**WHAT IS EXPECTED:** Every entry that follows must be written out exactly, apart from its pictures.

**********

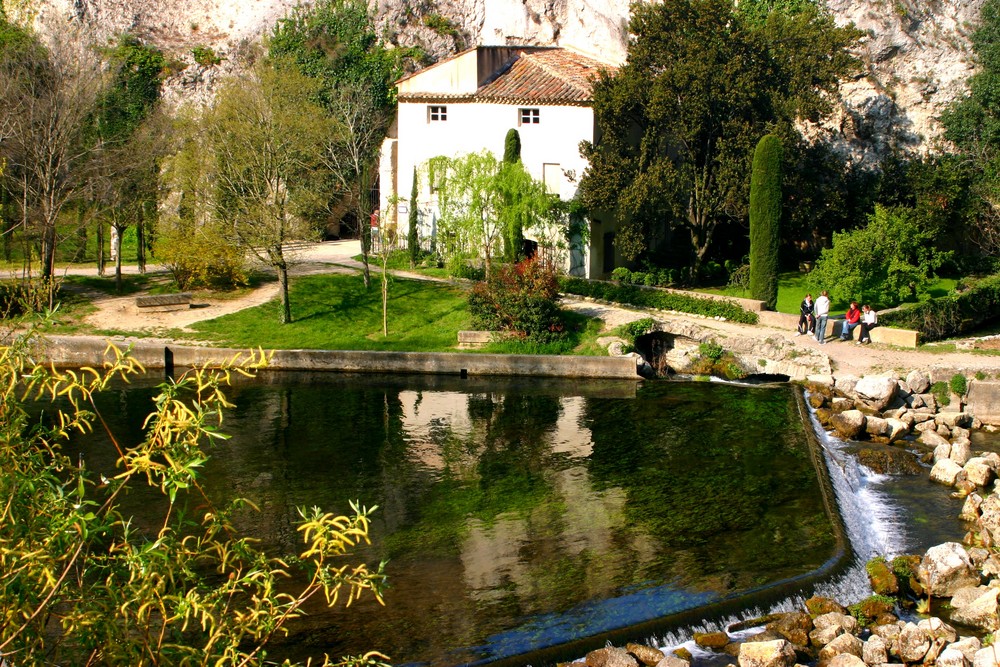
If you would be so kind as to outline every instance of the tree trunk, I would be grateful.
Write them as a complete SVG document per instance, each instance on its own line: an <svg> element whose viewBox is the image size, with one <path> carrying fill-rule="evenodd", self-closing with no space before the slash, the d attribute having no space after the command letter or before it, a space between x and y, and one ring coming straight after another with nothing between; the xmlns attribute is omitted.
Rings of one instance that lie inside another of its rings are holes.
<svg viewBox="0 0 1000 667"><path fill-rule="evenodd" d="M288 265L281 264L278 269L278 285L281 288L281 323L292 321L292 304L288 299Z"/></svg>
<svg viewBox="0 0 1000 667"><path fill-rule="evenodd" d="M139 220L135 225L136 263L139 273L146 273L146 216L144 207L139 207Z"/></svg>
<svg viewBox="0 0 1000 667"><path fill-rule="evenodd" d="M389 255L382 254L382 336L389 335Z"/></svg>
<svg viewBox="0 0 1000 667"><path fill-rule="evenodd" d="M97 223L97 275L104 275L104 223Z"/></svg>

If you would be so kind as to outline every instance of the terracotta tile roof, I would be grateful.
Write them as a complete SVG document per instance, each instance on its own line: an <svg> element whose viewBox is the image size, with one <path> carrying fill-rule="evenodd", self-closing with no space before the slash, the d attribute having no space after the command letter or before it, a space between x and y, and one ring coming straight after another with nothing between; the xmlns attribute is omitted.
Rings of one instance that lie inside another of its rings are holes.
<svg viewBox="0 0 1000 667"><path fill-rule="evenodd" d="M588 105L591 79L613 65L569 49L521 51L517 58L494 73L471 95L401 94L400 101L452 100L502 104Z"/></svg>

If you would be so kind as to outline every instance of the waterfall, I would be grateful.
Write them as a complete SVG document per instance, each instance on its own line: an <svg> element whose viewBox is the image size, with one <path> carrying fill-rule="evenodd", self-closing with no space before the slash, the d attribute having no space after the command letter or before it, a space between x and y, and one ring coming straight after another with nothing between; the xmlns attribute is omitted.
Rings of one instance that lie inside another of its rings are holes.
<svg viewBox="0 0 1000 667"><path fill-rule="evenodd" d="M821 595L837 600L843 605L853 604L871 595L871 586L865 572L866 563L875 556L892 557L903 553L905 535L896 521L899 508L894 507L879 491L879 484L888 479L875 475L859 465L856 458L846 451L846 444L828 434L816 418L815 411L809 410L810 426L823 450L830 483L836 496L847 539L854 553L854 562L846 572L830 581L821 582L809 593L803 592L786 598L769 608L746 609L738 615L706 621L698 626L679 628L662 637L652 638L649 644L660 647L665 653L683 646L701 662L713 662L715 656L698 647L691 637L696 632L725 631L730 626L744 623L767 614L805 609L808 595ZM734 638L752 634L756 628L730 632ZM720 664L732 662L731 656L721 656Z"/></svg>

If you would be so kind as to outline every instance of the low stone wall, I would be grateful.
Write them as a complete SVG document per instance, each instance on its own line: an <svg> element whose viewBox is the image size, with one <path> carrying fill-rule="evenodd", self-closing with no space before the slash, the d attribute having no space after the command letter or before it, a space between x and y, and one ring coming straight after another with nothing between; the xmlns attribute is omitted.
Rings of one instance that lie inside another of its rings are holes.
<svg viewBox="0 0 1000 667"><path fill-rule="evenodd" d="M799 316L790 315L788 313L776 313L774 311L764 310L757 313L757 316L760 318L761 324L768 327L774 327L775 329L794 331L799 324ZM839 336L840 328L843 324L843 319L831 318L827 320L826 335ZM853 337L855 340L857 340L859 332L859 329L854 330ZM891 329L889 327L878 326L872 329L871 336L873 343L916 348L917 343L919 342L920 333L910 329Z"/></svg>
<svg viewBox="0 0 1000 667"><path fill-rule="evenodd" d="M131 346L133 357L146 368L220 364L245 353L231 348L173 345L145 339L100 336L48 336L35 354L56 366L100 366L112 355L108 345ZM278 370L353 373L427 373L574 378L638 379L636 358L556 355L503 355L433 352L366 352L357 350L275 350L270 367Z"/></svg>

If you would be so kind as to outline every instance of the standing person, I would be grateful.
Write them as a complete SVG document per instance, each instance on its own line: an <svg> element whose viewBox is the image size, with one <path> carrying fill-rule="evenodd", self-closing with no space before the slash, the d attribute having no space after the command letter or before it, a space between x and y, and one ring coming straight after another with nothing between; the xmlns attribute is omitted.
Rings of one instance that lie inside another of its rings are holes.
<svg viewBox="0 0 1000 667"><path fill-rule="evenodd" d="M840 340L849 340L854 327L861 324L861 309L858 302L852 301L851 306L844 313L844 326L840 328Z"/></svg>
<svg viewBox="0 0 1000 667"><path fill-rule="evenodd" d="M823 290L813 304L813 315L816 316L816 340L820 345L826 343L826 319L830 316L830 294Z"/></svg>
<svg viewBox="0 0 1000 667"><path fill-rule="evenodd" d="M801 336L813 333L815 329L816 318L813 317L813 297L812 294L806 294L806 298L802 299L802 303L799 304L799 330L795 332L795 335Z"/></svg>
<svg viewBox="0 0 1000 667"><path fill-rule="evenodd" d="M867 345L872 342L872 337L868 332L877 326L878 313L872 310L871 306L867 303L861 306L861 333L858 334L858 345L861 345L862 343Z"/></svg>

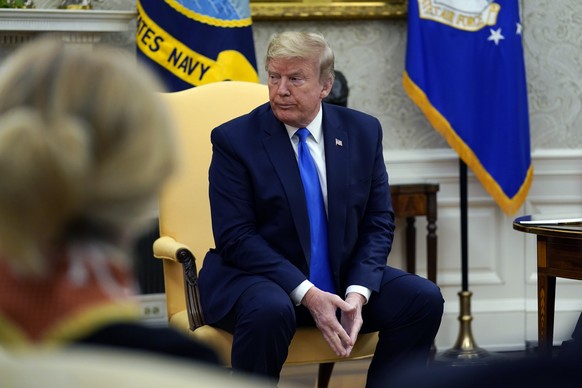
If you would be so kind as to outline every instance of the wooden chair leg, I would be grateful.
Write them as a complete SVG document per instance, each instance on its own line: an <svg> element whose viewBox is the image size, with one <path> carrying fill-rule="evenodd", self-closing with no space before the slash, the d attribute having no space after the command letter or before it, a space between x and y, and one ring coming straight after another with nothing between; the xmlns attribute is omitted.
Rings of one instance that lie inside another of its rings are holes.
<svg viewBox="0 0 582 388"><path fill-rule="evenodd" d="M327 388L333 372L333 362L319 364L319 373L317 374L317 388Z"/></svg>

**********

**EXERCISE SOLUTION:**
If you would be so kind as to outline every instance of the tree trunk, I would be grateful.
Write them as a complete SVG document per instance, each instance on its own line: an <svg> element whose viewBox is the image size, with one <path> carrying fill-rule="evenodd", self-closing with no space before the slash, the d attribute having no space after the command letter or before it, a space between x and y, and one ring coming straight after another with nothing between; the xmlns attribute is omitted.
Rings of one instance that lie inside another of its rings are holes.
<svg viewBox="0 0 1000 667"><path fill-rule="evenodd" d="M288 265L281 264L278 269L278 285L281 288L281 323L292 321L292 304L288 299Z"/></svg>
<svg viewBox="0 0 1000 667"><path fill-rule="evenodd" d="M139 220L135 225L136 263L139 273L146 273L146 216L144 207L139 207Z"/></svg>
<svg viewBox="0 0 1000 667"><path fill-rule="evenodd" d="M389 255L382 254L382 336L389 335Z"/></svg>
<svg viewBox="0 0 1000 667"><path fill-rule="evenodd" d="M97 223L97 275L104 275L104 223Z"/></svg>

If you would be so kind as to outline every instance of the terracotta tile roof, I would be grateful.
Write them as a complete SVG document per instance, each instance on its own line: an <svg> element whose viewBox is the image size, with one <path> carrying fill-rule="evenodd", self-closing with no space before the slash, the d attribute having no space after the command letter or before it, a space between x and y, and one ring coming straight after another with nothing between; the xmlns attribute is omitted.
Rings of one instance that lie inside another of its rings are holes.
<svg viewBox="0 0 1000 667"><path fill-rule="evenodd" d="M588 105L591 79L613 65L569 49L521 51L517 58L494 73L471 95L401 94L400 101L452 100L502 104Z"/></svg>

If you would be so kind as to outline every instance of the waterfall, I would be grateful.
Write them as a complete SVG document per instance, each instance on its own line: an <svg> element whose viewBox is the image size, with one <path> carrying fill-rule="evenodd", self-closing with no space before the slash, the d attribute having no space after the command letter or before it, a space between x and y, and one ring coming straight after another with nothing between; the xmlns attribute is omitted.
Rings of one instance that lie inside another of its rings are holes.
<svg viewBox="0 0 1000 667"><path fill-rule="evenodd" d="M821 595L837 600L843 605L853 604L871 595L871 586L865 572L866 563L875 556L892 557L903 553L905 535L896 521L899 508L894 507L879 491L879 484L888 479L875 475L859 465L856 458L846 451L846 444L828 434L816 418L815 411L809 410L810 426L823 450L830 483L836 496L847 539L854 553L854 562L846 572L830 581L821 582L809 593L803 592L786 598L769 608L746 609L738 615L706 621L698 626L679 628L662 637L652 638L649 644L660 647L665 653L683 646L701 662L713 662L715 656L698 647L691 637L696 632L725 631L730 626L744 623L767 614L805 609L808 595ZM734 638L752 634L756 628L730 632ZM720 664L732 662L731 656L721 656Z"/></svg>

If you would be so kind as to outline every instance of the low stone wall, I would be grateful.
Write them as a complete SVG document per instance, each instance on its own line: an <svg> element whose viewBox is the image size, with one <path> carrying fill-rule="evenodd", self-closing with no space before the slash, the d attribute having no space after the command letter or before it, a space between x and y, and one ring coming straight after another with nothing between; the xmlns attribute is omitted.
Rings of one instance that lie inside another of its rings are holes.
<svg viewBox="0 0 1000 667"><path fill-rule="evenodd" d="M799 316L790 315L788 313L776 313L774 311L764 310L757 313L757 316L760 318L761 324L768 327L774 327L775 329L794 331L799 324ZM839 336L840 328L843 324L843 319L831 318L827 320L826 335ZM853 337L855 340L857 340L859 332L859 329L854 330ZM891 329L889 327L878 326L872 329L871 336L873 343L916 348L917 343L919 342L920 333L910 329Z"/></svg>
<svg viewBox="0 0 1000 667"><path fill-rule="evenodd" d="M131 346L133 357L146 368L220 364L245 353L231 348L173 345L145 339L100 336L48 336L35 354L56 366L100 366L112 355L108 345ZM278 370L353 373L427 373L574 378L638 379L636 358L556 355L503 355L433 352L366 352L357 350L275 350L270 367Z"/></svg>

If you would be so kind as to outline every instance of the standing person, I would be grateful.
Write them as a complete SVG document per instance, each instance on its own line: an <svg> element whose viewBox is the image size, with one <path> carrying fill-rule="evenodd", self-closing with no space before the slash, the d attribute having no space after the command letter or before it, a space between x and y, and one ring coming straight after another with nothing between; the xmlns attribute is omitted.
Rings of one instance that lie inside another of its rings are holes.
<svg viewBox="0 0 1000 667"><path fill-rule="evenodd" d="M840 340L849 340L854 327L861 324L861 309L858 302L852 301L851 306L844 313L844 326L840 328Z"/></svg>
<svg viewBox="0 0 1000 667"><path fill-rule="evenodd" d="M823 290L813 304L813 315L816 316L816 340L820 345L826 343L826 319L830 316L830 294Z"/></svg>
<svg viewBox="0 0 1000 667"><path fill-rule="evenodd" d="M801 336L813 333L815 329L816 318L813 317L813 297L812 294L806 294L806 298L802 299L802 303L799 304L799 330L795 332L795 335Z"/></svg>
<svg viewBox="0 0 1000 667"><path fill-rule="evenodd" d="M867 345L872 342L872 337L868 332L877 326L878 313L872 310L871 306L867 303L861 306L861 333L858 334L858 345L861 345L862 343Z"/></svg>

If you would be so kind as to outline every instance of the wooden chair leg, I would be grateful.
Write them as a complete SVG document per instance, each instance on its own line: an <svg> element whose viewBox is the image size, with one <path> carrying fill-rule="evenodd", self-closing with no space before the slash, the d attribute having no space after the command letter or before it, a space between x and y, and one ring coming straight after another with nothing between; the xmlns attribute is omitted.
Rings of one instance that lie inside another of its rings are holes.
<svg viewBox="0 0 582 388"><path fill-rule="evenodd" d="M327 388L333 372L333 362L319 364L319 373L317 374L317 388Z"/></svg>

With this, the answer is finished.